▸ EXERCISE:
Rewrite the lines from the start through the one containing "x=481 y=629" as a two-column CSV with the headers label_text and points, giving one row for each tagging line and the marked points beneath it. Put each in a single quoted field, with line breaks turned into spaces.

▸ EXTRACTED ENTRIES:
┏━━
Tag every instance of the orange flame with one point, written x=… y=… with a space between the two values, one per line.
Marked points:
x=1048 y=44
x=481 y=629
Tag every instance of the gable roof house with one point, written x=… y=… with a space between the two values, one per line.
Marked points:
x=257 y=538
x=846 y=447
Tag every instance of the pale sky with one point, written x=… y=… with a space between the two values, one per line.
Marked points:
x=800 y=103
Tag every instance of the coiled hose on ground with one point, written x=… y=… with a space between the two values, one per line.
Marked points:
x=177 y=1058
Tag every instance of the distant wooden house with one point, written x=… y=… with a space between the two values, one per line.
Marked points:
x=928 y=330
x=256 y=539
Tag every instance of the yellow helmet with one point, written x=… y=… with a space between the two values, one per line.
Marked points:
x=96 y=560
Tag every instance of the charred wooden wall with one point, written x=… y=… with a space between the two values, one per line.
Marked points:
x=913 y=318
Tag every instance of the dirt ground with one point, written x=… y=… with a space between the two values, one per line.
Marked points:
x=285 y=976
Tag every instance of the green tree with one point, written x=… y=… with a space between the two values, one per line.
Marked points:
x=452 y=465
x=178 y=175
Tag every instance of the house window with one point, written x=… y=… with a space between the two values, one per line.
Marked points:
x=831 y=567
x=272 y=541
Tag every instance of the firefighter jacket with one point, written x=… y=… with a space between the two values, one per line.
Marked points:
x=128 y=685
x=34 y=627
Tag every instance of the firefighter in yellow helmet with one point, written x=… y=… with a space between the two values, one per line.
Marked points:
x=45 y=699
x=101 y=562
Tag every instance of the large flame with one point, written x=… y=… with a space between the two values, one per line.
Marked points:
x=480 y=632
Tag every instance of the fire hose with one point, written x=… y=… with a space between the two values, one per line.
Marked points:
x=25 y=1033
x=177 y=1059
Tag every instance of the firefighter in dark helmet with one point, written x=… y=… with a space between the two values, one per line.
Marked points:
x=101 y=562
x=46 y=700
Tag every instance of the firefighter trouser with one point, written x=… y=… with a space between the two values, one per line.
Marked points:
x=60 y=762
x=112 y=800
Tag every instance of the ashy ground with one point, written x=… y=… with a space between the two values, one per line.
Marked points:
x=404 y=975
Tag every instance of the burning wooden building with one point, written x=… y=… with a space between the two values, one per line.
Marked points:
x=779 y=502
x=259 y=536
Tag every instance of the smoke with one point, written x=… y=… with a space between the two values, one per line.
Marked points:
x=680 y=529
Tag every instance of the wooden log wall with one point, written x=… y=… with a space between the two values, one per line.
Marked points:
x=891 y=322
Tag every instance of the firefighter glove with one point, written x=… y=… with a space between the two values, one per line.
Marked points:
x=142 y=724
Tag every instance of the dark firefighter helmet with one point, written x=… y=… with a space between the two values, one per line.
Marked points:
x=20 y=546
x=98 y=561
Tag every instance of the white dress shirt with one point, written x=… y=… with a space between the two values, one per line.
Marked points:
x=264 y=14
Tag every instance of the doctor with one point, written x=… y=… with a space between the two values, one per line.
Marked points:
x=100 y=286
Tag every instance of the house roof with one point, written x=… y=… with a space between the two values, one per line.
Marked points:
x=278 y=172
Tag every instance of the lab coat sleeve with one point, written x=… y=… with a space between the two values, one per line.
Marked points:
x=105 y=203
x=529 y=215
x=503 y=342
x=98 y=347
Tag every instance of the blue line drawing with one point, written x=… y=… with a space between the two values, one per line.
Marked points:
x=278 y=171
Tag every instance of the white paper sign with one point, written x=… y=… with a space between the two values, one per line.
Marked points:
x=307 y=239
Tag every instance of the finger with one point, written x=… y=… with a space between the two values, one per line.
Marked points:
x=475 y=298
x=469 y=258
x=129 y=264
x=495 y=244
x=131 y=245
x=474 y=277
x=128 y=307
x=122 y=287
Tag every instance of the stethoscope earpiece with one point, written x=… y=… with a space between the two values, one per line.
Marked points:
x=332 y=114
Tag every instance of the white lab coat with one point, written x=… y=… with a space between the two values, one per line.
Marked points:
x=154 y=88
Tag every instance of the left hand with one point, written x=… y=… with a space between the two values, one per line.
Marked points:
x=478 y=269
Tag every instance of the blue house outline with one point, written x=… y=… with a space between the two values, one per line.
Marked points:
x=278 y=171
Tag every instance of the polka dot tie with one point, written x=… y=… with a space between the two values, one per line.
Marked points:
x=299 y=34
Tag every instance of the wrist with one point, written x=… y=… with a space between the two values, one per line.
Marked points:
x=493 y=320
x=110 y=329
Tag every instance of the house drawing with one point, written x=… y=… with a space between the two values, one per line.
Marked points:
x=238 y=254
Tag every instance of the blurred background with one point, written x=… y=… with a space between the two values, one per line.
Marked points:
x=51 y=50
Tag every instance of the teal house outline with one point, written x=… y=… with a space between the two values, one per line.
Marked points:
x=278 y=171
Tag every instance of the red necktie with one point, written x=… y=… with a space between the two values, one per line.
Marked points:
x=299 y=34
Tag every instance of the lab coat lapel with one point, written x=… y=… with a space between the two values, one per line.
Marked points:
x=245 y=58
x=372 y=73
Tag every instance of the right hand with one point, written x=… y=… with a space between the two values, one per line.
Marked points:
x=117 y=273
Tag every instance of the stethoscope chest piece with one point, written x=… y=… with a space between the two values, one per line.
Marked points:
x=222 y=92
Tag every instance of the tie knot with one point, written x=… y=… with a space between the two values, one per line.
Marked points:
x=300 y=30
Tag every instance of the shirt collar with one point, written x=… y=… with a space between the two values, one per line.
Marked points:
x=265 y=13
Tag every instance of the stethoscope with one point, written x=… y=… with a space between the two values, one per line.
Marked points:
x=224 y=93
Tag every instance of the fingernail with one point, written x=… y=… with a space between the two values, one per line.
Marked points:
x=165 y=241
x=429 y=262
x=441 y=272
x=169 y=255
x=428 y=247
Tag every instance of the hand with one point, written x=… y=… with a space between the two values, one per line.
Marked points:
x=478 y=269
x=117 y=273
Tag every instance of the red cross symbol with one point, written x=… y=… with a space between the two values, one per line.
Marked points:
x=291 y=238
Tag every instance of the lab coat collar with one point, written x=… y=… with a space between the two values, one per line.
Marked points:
┗━━
▸ OUTPUT FOR THIS TASK:
label_text,points
"Tag every instance of the orange flame with one point, written x=… y=… with a space between the two values, one per line. Marked points:","x=1048 y=44 x=481 y=629"